# Image-grounded pointing data:
Segment Open

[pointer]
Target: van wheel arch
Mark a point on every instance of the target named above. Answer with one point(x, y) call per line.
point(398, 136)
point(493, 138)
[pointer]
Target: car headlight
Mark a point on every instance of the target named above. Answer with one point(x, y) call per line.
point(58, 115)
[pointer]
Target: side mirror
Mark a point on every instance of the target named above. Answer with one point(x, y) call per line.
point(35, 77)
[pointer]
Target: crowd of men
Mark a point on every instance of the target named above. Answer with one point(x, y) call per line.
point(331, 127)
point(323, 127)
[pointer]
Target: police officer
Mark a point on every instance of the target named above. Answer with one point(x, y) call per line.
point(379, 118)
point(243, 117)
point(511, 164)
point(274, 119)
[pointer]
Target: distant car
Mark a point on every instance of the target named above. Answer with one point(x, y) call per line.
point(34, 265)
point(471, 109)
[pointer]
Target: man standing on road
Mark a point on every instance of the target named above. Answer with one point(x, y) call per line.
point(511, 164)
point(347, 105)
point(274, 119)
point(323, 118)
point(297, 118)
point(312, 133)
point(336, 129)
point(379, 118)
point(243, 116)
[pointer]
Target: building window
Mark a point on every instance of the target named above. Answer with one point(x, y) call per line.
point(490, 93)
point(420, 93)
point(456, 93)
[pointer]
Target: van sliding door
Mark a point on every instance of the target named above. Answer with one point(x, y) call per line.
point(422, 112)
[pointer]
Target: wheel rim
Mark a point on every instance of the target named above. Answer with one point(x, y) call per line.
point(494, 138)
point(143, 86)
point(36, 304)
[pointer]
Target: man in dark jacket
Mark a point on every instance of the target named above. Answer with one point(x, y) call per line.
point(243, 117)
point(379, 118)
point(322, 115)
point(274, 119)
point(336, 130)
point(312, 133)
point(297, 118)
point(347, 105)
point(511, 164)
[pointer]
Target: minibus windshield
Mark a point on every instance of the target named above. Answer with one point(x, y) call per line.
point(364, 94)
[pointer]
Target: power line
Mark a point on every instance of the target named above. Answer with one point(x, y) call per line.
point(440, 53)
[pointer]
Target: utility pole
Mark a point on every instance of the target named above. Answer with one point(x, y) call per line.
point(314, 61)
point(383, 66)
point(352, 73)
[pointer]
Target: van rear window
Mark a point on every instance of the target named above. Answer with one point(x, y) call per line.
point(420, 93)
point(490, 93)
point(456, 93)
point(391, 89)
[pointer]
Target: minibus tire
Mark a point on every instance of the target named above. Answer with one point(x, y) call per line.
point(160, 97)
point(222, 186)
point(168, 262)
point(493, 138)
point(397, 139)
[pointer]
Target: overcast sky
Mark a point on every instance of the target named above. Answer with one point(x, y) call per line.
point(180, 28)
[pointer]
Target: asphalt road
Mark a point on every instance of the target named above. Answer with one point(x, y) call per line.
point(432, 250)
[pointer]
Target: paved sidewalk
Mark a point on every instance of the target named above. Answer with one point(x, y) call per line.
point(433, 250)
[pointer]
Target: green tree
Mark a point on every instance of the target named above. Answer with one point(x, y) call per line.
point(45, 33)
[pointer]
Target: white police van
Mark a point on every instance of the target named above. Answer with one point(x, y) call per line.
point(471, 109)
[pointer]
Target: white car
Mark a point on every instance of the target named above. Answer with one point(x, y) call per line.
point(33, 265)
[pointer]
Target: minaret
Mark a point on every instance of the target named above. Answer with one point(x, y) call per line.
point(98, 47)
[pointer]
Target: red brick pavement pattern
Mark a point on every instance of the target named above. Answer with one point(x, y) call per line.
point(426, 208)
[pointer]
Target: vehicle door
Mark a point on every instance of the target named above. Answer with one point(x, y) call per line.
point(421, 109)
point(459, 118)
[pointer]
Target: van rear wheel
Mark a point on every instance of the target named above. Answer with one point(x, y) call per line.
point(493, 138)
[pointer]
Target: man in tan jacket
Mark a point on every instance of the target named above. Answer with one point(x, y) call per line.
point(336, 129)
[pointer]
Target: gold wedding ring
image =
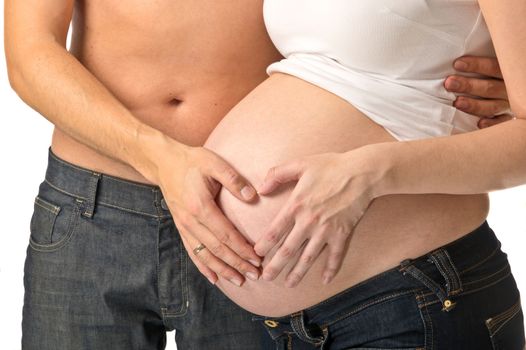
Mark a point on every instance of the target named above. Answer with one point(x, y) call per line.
point(199, 248)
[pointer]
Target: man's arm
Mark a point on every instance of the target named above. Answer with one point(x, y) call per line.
point(59, 87)
point(485, 96)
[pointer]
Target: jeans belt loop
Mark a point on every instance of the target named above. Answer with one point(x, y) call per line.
point(93, 185)
point(447, 269)
point(297, 322)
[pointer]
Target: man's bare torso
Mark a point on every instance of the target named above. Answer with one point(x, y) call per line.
point(179, 66)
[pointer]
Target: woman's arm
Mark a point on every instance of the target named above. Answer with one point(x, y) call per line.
point(334, 190)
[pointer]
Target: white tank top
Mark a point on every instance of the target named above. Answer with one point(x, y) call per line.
point(388, 58)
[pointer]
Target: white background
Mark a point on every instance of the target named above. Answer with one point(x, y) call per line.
point(24, 139)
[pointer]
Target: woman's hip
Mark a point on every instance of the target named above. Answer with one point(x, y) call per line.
point(459, 296)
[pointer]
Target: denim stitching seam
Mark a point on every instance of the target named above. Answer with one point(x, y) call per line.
point(369, 304)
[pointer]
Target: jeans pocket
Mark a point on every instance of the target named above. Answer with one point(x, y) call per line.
point(52, 224)
point(506, 329)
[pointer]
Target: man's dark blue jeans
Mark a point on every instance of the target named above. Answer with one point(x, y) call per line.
point(106, 269)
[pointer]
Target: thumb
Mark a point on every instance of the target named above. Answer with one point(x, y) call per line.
point(229, 178)
point(281, 174)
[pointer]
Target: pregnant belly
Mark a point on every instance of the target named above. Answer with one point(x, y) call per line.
point(285, 118)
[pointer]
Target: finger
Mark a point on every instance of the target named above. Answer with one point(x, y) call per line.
point(221, 259)
point(226, 233)
point(488, 66)
point(334, 259)
point(281, 174)
point(482, 108)
point(286, 252)
point(311, 252)
point(487, 88)
point(189, 242)
point(279, 227)
point(231, 179)
point(487, 122)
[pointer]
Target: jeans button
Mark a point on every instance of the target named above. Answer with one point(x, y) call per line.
point(271, 324)
point(163, 204)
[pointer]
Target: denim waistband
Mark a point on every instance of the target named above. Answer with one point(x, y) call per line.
point(101, 189)
point(451, 260)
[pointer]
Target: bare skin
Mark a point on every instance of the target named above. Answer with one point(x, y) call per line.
point(139, 93)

Segment Closed

# Task requirements:
Copy each line from the data that features the string "dark".

# Solution to the problem:
Target: man in dark jacket
Target: man's dark blue jeans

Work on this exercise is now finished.